Daftar Tugas:
(1) Salin bagian teks tentang paribasan Jawa dari "Paribasan Jawa juga" sampai "merepotkan yang memakai.", lalu ganti "pensiun" dengan "purnatugas".
(2) Menurut teks tentang paribasan Jawa, orang pandai digambarkan sebagai apa?

Friday, April 5, 2013

ORANG-ORANG YANG SUDAH TIDAK PUNYA POWER DALAM PARIBASAN JAWA

Paribasan Jawa juga memberi pandangan tentang orang-orang yang dulunya punya power, sekarang tidak. Ketidak-punyaan power ini bisa macam-macam sebabnya. Mulai dari yang pensiun sampai yang memang tidak lagi dipakai. Barangkali kalau dipakai justru merepotkan yang memakai.
 
Orang yang berkuasa dalam paribasan Jawa digambarkan antara lain sebagai harimau, gajah dan banteng. Orang pandai (mempunyai power dalam hal ilmu pengetahuan) digambarkan sebagai kebo bule atau kain panjang.

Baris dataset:
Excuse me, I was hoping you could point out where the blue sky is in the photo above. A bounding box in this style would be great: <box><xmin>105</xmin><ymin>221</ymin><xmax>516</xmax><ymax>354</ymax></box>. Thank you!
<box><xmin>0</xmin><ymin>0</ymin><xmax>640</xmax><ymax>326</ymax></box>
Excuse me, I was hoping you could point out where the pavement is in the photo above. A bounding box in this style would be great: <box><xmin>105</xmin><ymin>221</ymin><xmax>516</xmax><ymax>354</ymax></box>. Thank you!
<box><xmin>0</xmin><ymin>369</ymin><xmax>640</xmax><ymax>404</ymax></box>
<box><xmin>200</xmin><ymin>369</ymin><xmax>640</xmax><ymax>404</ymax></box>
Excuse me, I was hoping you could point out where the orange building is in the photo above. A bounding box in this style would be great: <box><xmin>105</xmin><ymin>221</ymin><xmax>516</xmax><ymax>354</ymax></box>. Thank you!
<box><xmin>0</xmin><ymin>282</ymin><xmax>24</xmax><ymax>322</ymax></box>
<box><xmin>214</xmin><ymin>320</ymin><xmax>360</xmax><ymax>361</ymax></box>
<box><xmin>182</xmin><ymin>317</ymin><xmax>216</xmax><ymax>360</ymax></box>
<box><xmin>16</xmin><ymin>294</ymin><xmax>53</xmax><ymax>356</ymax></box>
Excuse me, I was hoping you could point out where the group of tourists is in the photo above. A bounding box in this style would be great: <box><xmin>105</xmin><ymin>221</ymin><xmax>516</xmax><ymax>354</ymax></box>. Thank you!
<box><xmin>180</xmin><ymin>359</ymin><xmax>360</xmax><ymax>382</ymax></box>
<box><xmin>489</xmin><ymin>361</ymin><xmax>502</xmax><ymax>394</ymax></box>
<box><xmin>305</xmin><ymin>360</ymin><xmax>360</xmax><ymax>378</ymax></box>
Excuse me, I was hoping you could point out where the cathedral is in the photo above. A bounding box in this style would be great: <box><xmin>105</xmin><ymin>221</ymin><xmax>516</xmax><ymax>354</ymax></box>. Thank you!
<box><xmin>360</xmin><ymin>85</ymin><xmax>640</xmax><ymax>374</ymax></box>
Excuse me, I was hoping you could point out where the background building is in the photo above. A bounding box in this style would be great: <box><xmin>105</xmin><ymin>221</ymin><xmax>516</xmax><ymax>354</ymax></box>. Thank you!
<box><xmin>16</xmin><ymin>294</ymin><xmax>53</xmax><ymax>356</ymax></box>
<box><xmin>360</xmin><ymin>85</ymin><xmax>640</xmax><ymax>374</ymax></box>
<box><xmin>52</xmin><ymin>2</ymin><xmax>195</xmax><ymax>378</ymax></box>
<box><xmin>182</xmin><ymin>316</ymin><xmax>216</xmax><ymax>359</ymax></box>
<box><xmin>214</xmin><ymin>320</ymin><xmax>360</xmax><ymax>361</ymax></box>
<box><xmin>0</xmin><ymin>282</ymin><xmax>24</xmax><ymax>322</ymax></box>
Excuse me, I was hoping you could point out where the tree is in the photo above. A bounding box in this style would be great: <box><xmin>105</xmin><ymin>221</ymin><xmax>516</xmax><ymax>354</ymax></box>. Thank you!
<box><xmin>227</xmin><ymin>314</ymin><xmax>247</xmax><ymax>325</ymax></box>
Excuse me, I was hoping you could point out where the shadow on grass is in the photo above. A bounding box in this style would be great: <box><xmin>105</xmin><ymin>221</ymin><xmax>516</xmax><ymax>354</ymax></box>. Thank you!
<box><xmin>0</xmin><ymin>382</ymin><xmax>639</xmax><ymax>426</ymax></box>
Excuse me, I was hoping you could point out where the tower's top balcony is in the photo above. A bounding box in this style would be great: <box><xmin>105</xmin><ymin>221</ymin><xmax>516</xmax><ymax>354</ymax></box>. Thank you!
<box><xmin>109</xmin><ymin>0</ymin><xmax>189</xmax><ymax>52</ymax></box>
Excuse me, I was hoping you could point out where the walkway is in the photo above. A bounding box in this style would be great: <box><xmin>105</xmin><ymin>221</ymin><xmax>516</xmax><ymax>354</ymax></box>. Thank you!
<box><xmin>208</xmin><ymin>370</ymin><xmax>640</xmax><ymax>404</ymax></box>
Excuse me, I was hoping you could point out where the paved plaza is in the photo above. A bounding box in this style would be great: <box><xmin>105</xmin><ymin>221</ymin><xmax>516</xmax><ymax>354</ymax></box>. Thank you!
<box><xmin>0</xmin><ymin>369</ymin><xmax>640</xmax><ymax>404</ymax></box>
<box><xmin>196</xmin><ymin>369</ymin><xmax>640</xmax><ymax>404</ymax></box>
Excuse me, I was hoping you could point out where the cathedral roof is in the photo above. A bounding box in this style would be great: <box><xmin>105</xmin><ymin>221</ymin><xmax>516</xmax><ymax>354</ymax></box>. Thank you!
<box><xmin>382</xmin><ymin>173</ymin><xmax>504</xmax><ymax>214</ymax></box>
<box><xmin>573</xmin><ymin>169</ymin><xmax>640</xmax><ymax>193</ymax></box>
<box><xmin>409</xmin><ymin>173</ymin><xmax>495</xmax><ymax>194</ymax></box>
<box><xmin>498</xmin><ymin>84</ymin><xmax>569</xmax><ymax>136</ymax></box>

Soal Terjawab:
(1)
Paribasan Jawa juga memberi pandangan tentang orang-orang yang dulunya punya power, sekarang tidak. Ketidak-punyaan power ini bisa macam-macam sebabnya. Mulai dari yang purnatugas sampai yang memang tidak lagi dipakai. Barangkali kalau dipakai justru merepotkan yang memakai.

(2) Orang pandai digambarkan sebagai kebo bule atau kain panjang.